• _Task_:
Can you copy verbatim the part of the lines below that opens with the line containing "task: segment each instance of the side" and closes with the line containing "104L297 107L297 120L300", including both of those lines?

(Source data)
▬▬▬▬▬▬▬▬▬▬

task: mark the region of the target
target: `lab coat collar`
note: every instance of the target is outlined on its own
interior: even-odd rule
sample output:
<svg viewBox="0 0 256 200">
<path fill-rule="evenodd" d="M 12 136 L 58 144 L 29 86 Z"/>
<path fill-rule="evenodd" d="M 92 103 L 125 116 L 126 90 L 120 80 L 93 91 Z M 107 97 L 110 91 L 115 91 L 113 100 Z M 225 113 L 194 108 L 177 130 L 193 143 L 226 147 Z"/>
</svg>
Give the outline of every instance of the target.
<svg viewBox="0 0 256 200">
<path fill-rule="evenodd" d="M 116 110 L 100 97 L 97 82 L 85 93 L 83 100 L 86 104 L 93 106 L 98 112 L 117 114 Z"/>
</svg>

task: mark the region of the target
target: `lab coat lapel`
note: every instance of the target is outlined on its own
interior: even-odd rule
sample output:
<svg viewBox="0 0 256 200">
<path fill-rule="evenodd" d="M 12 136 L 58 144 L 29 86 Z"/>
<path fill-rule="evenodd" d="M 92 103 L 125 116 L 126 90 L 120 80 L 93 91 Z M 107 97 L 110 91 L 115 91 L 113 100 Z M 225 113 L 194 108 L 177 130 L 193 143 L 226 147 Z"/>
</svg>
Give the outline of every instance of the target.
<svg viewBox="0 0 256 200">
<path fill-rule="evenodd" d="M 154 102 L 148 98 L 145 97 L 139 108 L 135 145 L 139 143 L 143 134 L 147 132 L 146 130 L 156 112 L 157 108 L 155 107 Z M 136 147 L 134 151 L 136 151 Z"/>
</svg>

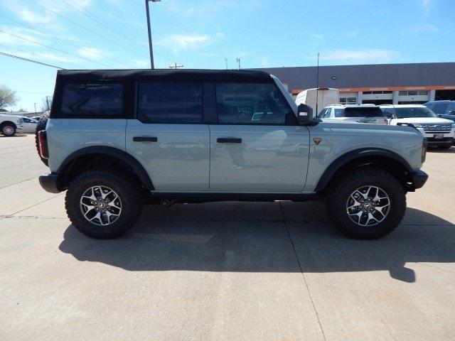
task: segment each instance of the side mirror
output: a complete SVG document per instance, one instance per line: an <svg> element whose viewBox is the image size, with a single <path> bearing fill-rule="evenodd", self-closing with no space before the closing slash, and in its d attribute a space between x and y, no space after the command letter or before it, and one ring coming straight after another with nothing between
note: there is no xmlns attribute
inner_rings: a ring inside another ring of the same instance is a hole
<svg viewBox="0 0 455 341"><path fill-rule="evenodd" d="M299 104L297 107L297 120L300 124L305 124L313 120L313 109L306 104Z"/></svg>

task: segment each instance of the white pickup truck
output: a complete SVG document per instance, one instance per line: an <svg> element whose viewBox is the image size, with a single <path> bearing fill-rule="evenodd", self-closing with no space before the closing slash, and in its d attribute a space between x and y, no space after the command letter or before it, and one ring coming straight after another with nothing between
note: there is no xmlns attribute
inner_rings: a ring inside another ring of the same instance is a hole
<svg viewBox="0 0 455 341"><path fill-rule="evenodd" d="M0 114L0 134L14 136L16 131L23 129L23 120L16 115Z"/></svg>
<svg viewBox="0 0 455 341"><path fill-rule="evenodd" d="M415 127L427 138L429 146L448 149L454 144L455 124L441 119L430 109L422 104L397 104L380 106L392 126L409 124Z"/></svg>

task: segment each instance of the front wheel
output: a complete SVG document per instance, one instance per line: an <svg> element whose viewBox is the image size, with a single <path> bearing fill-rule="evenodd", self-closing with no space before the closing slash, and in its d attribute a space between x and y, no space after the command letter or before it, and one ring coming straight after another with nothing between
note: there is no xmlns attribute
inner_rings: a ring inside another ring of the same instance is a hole
<svg viewBox="0 0 455 341"><path fill-rule="evenodd" d="M142 197L139 185L126 173L89 170L71 182L65 205L76 229L107 239L133 227L142 210Z"/></svg>
<svg viewBox="0 0 455 341"><path fill-rule="evenodd" d="M326 207L331 220L345 235L375 239L392 232L406 212L406 195L390 173L365 167L341 174L329 188Z"/></svg>

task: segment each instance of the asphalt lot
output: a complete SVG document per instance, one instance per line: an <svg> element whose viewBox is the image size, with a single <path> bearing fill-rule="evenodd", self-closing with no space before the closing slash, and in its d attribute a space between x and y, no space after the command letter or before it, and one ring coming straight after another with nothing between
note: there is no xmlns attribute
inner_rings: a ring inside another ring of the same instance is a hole
<svg viewBox="0 0 455 341"><path fill-rule="evenodd" d="M320 202L149 206L91 239L39 186L32 135L0 160L0 340L455 340L454 147L372 242Z"/></svg>

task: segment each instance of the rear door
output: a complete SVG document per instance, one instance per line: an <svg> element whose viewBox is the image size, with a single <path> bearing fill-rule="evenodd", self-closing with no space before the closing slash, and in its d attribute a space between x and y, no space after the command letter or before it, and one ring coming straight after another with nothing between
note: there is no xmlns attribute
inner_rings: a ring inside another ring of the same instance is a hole
<svg viewBox="0 0 455 341"><path fill-rule="evenodd" d="M142 164L157 191L208 190L209 129L203 123L203 89L200 82L137 85L127 151Z"/></svg>
<svg viewBox="0 0 455 341"><path fill-rule="evenodd" d="M296 125L274 83L217 83L215 88L210 191L301 192L309 133Z"/></svg>

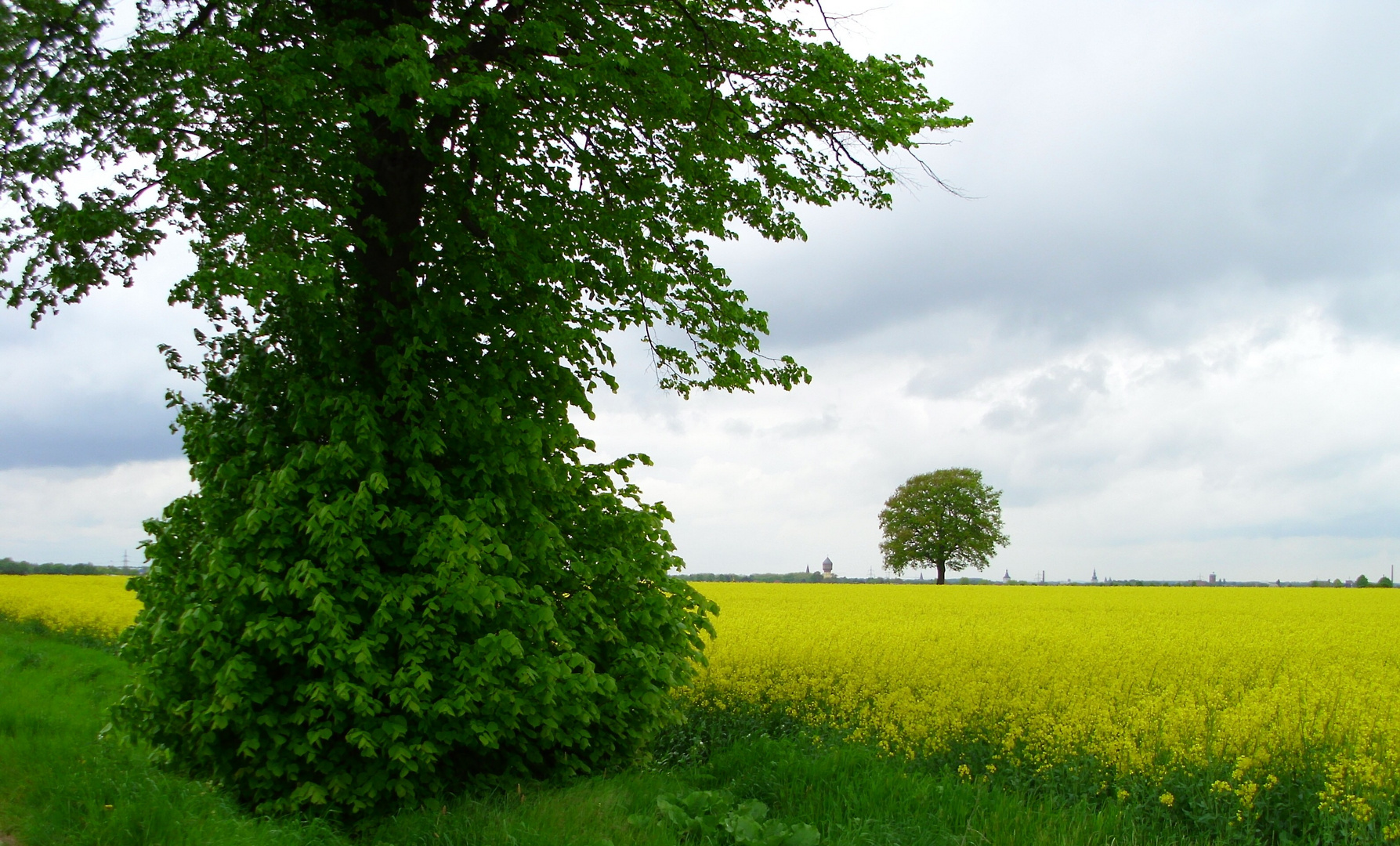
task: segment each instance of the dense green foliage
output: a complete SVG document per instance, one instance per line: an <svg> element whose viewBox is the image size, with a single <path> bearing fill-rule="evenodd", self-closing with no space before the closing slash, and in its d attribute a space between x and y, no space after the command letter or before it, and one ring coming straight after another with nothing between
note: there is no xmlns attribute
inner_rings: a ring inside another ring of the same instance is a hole
<svg viewBox="0 0 1400 846"><path fill-rule="evenodd" d="M804 381L707 245L885 206L881 155L966 120L781 0L134 6L0 4L8 304L179 231L216 325L168 350L199 489L147 524L119 726L263 811L629 761L713 608L636 458L582 458L606 339L680 394Z"/></svg>
<svg viewBox="0 0 1400 846"><path fill-rule="evenodd" d="M1001 492L969 468L911 476L885 500L879 528L886 570L935 567L938 584L948 570L984 570L997 546L1009 542L1001 531Z"/></svg>
<svg viewBox="0 0 1400 846"><path fill-rule="evenodd" d="M108 653L0 620L0 839L13 835L24 846L675 846L682 832L657 800L724 791L769 805L767 821L815 826L830 846L1204 843L1145 815L1049 804L722 714L720 721L697 714L668 730L661 740L672 765L567 786L511 780L406 808L351 836L325 818L249 815L207 782L153 768L146 748L99 740L104 709L129 675ZM696 749L704 755L675 754Z"/></svg>

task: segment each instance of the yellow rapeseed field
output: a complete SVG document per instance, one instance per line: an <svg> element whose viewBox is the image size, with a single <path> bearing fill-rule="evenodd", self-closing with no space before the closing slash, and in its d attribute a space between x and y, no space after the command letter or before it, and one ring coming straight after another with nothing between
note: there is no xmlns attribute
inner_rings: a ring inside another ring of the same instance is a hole
<svg viewBox="0 0 1400 846"><path fill-rule="evenodd" d="M1310 772L1315 811L1400 839L1400 590L694 587L721 609L699 705L781 709L966 777L1091 765L1098 791L1165 807L1207 777L1239 822Z"/></svg>
<svg viewBox="0 0 1400 846"><path fill-rule="evenodd" d="M126 576L0 576L0 616L115 637L141 609L126 581Z"/></svg>

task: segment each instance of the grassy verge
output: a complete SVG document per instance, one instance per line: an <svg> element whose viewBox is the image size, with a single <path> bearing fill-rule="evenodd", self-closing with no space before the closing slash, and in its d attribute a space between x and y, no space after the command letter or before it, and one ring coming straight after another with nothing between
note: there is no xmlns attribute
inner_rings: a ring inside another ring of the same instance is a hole
<svg viewBox="0 0 1400 846"><path fill-rule="evenodd" d="M650 769L511 784L351 836L326 819L251 817L217 786L99 741L104 709L125 682L108 650L0 620L0 832L21 846L650 846L699 842L661 822L659 794L724 791L816 826L832 846L1204 842L1128 811L967 783L781 726L703 720L662 738Z"/></svg>

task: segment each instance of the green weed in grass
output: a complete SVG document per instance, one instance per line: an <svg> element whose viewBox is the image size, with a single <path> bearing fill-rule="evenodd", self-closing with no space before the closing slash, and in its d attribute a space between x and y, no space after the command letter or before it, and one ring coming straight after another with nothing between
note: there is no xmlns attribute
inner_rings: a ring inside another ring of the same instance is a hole
<svg viewBox="0 0 1400 846"><path fill-rule="evenodd" d="M0 831L22 846L675 846L696 840L657 798L724 791L763 803L784 831L815 826L827 846L1204 843L1127 811L1057 805L732 714L694 714L661 738L651 768L498 782L347 832L335 819L252 817L217 786L99 740L126 679L109 647L0 620Z"/></svg>

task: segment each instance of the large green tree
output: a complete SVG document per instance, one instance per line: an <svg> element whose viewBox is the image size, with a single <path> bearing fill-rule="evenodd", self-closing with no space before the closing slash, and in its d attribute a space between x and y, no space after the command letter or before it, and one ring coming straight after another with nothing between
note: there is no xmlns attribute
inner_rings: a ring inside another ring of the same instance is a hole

▬▬▬▬▬▬▬▬▬▬

• _Task solution_:
task: segment each instance of the side mirror
output: a complete SVG document per instance, one instance per line: an <svg> element whose viewBox is the image size, with a single <path> bearing fill-rule="evenodd", self-closing with no space before the closing slash, and in its d attribute a space between x and y, no space after the command letter or before it, and one ring coming straight after another with nothing between
note: there is no xmlns attribute
inner_rings: a ring inside another ring of the same instance is a hole
<svg viewBox="0 0 455 341"><path fill-rule="evenodd" d="M299 104L297 107L297 120L300 124L305 124L313 120L313 109L306 104Z"/></svg>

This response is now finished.